**What the exercise asks**
Copy out the listing below with "coordinates" replaced by "positions" everywhere it occurs, keeping every other character the same.

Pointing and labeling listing
::::
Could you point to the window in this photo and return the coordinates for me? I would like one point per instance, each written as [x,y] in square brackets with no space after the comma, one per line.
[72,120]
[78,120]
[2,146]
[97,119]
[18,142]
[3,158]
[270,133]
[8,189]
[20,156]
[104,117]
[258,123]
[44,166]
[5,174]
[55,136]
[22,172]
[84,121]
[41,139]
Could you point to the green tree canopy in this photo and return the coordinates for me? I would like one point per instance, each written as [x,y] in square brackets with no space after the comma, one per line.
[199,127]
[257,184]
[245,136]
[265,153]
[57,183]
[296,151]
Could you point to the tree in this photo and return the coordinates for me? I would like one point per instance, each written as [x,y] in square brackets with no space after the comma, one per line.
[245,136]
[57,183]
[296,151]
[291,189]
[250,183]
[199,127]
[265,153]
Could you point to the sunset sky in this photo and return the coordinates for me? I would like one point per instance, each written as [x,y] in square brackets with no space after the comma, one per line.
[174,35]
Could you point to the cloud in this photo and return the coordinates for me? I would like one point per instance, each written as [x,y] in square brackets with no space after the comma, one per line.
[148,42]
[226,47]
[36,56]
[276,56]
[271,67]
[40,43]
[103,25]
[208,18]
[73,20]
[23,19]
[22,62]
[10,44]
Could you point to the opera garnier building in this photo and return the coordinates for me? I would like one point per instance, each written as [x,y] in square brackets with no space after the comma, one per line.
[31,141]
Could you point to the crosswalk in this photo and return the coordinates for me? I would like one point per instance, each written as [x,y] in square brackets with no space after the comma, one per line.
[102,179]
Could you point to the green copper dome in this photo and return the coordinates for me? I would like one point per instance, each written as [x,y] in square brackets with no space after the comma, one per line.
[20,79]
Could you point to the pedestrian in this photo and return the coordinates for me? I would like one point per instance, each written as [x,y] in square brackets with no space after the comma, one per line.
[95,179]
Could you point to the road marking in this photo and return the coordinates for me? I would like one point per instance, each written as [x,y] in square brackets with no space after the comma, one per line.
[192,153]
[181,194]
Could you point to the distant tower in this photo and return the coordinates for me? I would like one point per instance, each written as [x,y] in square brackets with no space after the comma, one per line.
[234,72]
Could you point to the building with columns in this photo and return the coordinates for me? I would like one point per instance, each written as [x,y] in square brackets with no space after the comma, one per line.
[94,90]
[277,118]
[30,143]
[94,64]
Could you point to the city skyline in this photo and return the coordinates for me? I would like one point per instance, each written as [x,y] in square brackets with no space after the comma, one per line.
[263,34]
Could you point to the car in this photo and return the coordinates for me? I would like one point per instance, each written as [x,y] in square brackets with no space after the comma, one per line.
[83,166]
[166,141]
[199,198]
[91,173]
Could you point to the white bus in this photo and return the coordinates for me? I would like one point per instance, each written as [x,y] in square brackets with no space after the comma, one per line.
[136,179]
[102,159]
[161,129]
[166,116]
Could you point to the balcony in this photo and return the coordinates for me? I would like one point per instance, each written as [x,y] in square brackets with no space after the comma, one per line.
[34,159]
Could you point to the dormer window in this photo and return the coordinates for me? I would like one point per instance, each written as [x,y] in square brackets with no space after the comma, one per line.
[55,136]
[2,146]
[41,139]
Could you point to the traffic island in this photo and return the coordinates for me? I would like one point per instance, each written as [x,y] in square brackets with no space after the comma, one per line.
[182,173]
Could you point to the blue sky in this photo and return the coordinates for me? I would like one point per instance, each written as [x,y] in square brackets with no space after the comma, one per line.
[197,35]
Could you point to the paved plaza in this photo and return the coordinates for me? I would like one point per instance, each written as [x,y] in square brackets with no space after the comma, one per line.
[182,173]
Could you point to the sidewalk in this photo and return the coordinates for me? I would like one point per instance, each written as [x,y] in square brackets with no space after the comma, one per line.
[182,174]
::::
**Task solution**
Could you point to the window in this photo and return the positions for me? I would like one point per instance, each written as [x,y] in square brackets with no space after the comma, one per line.
[72,120]
[78,120]
[2,146]
[97,119]
[18,142]
[3,158]
[270,133]
[8,189]
[20,156]
[104,117]
[258,123]
[44,166]
[5,174]
[55,136]
[22,172]
[84,121]
[41,139]
Could you point to the green tree canopy in this photo and return the positions for me? I would like one point per instance, each written as [x,y] in square brackets with no space after the comma, one per line.
[199,127]
[257,184]
[245,136]
[265,153]
[57,183]
[296,151]
Could you point to the tree in this photo and return the positions for me? I would like one point per instance, each written as [x,y] in square brackets with no space after the comma, one per line.
[245,136]
[57,183]
[296,151]
[291,189]
[250,183]
[199,127]
[265,153]
Could you point to the sunset sky in this photo and return the positions for me? I would like one point per instance, each written as [x,y] in square brackets with no space after the comma, one per line.
[174,35]
Could you point to the cloud in this photo and return the positions for me? I would like one point per instance, each written as [x,y] in square brackets with no space after the comma, one per line.
[148,42]
[226,47]
[36,56]
[276,56]
[271,67]
[40,43]
[103,25]
[208,18]
[73,20]
[23,19]
[22,62]
[10,44]
Could you point to the opera garnier building in this photo and return the positions for me? I would like one point per instance, each written as [x,y] in square brackets with no space after the comma, one per line.
[31,141]
Could you point to the crosswalk in this photo and return the positions for me? I would like one point per instance, each written as [x,y] in square brackets with no space after the comma, one per line.
[102,179]
Could you point to the green copper dome in this photo and return the positions for me? I would like one point per instance, each written as [x,y] in square brackets with no space after the comma, one per line.
[20,79]
Could you point to the pedestrian in this photo and return the positions for me? I would like one point per instance, each written as [x,y] in square brackets with no space after the comma, one per line.
[95,179]
Could you point to the road marking in this photo and return the positions for me? I would like one point per instance, each written as [x,y] in square brackets with no space after the comma, one per line.
[192,153]
[181,194]
Could you point to the distant tower in this photo and return the positions for me? I would like one point per instance, each written as [x,y] in square brackets with no space after the comma, one per line.
[234,72]
Could you point to the building with columns in this photo and return the positions for me? I would like one point per instance, each written as [x,y] in square brackets with no space after the comma, one per line.
[94,90]
[277,118]
[30,143]
[94,64]
Could you point to the city skyline in this photo and return the positions for me? I would like one point per instance, each written as [x,y] in square brackets with no space after the comma, one per line.
[263,34]
Could you point to the car in this photo and return the positions for me? I would like one point per instance, each written as [x,y] in square brackets with no space after the comma, one per line.
[83,166]
[166,141]
[199,198]
[91,173]
Could you point to the white bus in this photo and return the positions for me? I would like one point per instance, each written as [x,y] in square brackets with no space after the comma, one per line.
[136,179]
[102,159]
[161,129]
[166,116]
Could you point to the balcony in this photo and return the positions for me? I would like one point per instance, each written as [x,y] in square brackets with no space after the comma, one per line.
[34,159]
Could you point to the dormer window in this photo and return the positions for me? I would like one point per instance, each written as [x,y] in square brackets with no space after the comma, one per line.
[55,136]
[2,146]
[41,139]
Could you point to the traffic island in this photo and return the positions for me? I would like one point per instance, each written as [x,y] in square brackets with no space after the comma, one per line.
[182,173]
Could you point to the blue sky in this photo and return the positions for me? I would like one point per instance, each written as [x,y] in square brackets with no space after the comma, one per line.
[197,35]
Could you point to the paved plaza in this photo and return the positions for me? I would like one point per instance, each written as [x,y] in square brackets with no space after the comma, one per line.
[182,173]
Could you point to the sidewalk in this photo and return the positions for me? I would like one point per instance, each written as [x,y] in square brackets with no space after the comma, one per line.
[182,174]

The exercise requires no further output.